Your goal:
Could you collect every line in the data below that contains the string "fingernail"? Case counts.

Supplied information:
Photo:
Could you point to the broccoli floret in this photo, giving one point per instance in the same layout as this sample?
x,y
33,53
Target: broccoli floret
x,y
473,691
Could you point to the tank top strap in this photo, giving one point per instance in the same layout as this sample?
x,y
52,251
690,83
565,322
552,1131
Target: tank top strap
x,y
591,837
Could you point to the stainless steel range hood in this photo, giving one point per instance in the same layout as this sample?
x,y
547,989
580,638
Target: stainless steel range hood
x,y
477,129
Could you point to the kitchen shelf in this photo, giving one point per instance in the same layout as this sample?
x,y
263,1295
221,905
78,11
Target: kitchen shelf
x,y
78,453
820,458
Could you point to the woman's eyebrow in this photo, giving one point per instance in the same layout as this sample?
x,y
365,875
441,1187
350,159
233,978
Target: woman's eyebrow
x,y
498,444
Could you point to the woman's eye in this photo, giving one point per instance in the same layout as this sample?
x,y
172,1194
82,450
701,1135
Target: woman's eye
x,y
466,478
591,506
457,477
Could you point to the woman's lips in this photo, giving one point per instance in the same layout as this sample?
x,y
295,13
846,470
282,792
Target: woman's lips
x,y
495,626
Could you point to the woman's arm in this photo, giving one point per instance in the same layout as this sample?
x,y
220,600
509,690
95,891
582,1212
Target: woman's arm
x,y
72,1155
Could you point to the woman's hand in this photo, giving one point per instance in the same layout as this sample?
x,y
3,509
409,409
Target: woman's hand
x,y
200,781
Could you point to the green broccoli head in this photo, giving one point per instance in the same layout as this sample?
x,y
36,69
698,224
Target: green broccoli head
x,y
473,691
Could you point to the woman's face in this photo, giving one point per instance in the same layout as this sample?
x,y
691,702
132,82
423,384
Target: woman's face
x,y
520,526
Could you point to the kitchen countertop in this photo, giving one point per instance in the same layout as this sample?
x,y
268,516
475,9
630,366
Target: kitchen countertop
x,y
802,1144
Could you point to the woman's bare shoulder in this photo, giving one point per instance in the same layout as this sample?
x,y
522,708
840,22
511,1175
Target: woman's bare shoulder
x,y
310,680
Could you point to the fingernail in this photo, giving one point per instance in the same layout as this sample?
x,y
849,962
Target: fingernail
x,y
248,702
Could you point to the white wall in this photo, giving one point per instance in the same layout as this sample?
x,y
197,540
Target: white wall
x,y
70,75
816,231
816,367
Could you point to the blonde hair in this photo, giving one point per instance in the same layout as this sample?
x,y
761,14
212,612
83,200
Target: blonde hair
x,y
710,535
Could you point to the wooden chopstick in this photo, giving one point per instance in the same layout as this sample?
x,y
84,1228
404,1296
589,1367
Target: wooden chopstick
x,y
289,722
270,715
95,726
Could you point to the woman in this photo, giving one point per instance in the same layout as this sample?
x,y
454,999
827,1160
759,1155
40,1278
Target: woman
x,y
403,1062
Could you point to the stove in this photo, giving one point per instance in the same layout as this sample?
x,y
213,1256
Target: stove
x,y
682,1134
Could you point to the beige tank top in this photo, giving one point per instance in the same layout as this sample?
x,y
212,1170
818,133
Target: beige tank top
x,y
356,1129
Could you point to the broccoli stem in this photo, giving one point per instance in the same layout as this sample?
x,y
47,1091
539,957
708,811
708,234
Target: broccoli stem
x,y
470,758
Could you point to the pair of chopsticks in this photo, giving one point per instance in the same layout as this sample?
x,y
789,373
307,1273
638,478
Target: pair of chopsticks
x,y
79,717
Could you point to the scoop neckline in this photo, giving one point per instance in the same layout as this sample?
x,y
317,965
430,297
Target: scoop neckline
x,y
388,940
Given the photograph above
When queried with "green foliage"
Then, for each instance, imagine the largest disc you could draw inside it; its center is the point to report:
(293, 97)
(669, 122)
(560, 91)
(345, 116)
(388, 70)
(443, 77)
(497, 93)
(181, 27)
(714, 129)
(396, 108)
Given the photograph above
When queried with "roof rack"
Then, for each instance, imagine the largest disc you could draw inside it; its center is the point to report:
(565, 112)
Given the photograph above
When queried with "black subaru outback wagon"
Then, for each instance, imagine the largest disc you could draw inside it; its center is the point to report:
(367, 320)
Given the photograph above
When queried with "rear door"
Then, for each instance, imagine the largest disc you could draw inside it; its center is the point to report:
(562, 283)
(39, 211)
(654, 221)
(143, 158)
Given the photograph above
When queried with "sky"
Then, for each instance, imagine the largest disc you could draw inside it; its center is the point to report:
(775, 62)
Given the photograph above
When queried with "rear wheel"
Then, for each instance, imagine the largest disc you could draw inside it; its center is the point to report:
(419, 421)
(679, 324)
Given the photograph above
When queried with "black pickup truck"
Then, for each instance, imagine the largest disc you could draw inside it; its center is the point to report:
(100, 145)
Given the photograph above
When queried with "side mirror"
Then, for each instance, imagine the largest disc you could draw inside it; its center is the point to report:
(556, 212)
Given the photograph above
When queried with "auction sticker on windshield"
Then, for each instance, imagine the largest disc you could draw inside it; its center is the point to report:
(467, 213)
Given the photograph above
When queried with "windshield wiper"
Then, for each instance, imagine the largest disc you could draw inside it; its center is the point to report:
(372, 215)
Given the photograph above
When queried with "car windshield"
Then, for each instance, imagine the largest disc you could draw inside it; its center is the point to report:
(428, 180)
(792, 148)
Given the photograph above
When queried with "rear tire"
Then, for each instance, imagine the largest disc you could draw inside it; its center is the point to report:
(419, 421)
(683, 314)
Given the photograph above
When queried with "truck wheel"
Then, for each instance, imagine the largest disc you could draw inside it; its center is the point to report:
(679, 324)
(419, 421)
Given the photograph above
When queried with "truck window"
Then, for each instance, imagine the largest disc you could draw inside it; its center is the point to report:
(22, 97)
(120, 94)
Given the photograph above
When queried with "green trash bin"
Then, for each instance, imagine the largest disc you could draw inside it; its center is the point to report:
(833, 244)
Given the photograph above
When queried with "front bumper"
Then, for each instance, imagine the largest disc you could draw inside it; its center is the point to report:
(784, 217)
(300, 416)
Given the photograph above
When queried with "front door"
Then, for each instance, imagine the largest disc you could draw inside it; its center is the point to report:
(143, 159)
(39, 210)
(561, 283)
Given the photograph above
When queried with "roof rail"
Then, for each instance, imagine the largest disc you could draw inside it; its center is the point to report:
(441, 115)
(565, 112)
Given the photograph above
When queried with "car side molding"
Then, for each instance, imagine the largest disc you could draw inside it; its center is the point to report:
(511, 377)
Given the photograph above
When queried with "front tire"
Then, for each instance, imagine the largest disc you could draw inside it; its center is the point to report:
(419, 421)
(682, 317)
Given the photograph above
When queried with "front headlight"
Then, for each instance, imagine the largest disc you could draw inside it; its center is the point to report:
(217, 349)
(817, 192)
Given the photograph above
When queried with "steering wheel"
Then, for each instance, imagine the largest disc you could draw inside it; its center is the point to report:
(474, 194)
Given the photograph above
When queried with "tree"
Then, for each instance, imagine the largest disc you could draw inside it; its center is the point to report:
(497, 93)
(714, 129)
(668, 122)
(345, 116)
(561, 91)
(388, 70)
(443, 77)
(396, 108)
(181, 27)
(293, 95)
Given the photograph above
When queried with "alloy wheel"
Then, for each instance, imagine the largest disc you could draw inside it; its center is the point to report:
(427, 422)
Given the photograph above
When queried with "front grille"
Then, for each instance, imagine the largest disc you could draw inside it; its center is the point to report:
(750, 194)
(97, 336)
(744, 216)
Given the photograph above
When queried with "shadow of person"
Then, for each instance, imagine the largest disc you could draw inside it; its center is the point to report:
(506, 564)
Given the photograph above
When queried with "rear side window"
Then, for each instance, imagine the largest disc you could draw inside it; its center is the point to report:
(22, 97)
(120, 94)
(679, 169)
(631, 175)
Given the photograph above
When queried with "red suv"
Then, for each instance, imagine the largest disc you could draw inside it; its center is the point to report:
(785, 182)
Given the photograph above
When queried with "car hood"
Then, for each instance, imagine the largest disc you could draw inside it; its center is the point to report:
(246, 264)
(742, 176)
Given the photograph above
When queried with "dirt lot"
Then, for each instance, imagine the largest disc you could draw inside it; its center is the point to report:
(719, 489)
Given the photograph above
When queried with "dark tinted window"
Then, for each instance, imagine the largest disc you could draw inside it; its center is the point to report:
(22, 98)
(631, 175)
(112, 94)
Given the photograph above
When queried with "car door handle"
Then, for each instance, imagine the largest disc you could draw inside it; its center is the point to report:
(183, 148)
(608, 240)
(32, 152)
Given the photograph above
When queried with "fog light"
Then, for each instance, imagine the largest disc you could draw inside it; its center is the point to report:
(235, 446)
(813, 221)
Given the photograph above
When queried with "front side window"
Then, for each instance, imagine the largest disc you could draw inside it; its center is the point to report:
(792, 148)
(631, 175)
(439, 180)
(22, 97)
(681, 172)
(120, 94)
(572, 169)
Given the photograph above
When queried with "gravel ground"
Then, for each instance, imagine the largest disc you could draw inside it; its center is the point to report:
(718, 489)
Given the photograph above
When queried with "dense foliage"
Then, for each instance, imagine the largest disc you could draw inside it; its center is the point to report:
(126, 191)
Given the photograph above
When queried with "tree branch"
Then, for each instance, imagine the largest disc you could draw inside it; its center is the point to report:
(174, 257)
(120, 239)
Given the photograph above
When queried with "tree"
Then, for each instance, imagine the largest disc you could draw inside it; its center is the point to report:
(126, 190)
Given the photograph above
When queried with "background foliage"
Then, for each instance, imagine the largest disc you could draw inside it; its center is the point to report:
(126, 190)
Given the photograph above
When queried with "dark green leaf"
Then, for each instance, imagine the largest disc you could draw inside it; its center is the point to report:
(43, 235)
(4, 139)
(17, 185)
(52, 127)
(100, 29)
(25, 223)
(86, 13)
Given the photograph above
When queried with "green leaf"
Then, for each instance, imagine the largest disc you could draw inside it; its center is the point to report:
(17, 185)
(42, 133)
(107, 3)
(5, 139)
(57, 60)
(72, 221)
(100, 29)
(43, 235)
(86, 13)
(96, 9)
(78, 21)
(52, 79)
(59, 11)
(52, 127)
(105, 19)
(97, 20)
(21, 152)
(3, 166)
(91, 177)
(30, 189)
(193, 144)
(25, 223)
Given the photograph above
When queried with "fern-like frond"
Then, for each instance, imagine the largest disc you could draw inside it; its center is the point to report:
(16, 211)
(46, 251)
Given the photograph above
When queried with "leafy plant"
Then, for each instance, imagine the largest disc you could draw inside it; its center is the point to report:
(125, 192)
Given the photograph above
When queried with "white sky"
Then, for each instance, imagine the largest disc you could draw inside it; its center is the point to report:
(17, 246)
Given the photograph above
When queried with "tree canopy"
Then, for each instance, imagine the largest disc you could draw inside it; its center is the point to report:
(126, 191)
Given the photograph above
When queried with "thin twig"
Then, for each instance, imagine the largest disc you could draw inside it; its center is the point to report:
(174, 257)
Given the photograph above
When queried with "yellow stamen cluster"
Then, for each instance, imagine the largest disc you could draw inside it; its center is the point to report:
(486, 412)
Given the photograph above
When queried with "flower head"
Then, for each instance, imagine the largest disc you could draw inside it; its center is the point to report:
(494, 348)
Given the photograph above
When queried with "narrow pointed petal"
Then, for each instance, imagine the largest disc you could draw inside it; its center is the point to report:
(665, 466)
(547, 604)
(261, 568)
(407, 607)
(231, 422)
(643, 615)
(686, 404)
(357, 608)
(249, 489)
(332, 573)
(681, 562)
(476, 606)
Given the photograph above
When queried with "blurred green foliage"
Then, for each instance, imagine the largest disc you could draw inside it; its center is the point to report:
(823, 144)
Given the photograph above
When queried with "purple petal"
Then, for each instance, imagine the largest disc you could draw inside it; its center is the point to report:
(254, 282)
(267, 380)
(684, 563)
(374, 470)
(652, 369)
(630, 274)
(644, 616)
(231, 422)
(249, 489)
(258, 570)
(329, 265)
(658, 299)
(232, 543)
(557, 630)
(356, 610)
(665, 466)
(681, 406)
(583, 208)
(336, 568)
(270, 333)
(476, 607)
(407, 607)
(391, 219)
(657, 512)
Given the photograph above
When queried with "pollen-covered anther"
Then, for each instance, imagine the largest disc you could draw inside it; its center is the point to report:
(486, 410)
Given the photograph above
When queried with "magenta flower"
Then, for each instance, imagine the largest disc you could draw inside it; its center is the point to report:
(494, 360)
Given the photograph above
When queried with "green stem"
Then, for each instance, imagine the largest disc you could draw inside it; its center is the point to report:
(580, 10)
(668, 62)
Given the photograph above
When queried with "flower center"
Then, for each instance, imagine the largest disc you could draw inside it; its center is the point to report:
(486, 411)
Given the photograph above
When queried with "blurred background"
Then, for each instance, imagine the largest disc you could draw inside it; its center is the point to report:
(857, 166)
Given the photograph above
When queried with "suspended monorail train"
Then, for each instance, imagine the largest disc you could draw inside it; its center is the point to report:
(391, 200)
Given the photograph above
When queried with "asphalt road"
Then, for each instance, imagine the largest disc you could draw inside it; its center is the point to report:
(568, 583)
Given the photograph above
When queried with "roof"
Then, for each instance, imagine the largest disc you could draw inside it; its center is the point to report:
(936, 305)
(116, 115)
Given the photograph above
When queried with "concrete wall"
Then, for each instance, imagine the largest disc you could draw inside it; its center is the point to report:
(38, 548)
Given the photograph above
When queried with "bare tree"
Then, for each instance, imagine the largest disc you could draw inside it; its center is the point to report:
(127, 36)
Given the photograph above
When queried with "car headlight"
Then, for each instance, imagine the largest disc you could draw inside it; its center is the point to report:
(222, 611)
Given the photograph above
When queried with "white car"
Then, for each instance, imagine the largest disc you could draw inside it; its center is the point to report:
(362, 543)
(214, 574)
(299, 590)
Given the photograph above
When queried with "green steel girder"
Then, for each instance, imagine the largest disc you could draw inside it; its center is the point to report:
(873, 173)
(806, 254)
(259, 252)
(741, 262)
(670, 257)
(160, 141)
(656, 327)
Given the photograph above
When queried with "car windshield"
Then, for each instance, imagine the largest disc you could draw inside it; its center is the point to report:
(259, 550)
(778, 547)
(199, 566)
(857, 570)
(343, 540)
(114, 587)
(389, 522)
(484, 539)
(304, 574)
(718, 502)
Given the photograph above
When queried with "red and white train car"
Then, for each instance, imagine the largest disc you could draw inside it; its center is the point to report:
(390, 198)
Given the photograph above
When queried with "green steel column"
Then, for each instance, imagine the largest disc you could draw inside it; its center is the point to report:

Response:
Could you point to the fingernail in this photo, giving one point per instance in the same layout as this sample?
Target: fingernail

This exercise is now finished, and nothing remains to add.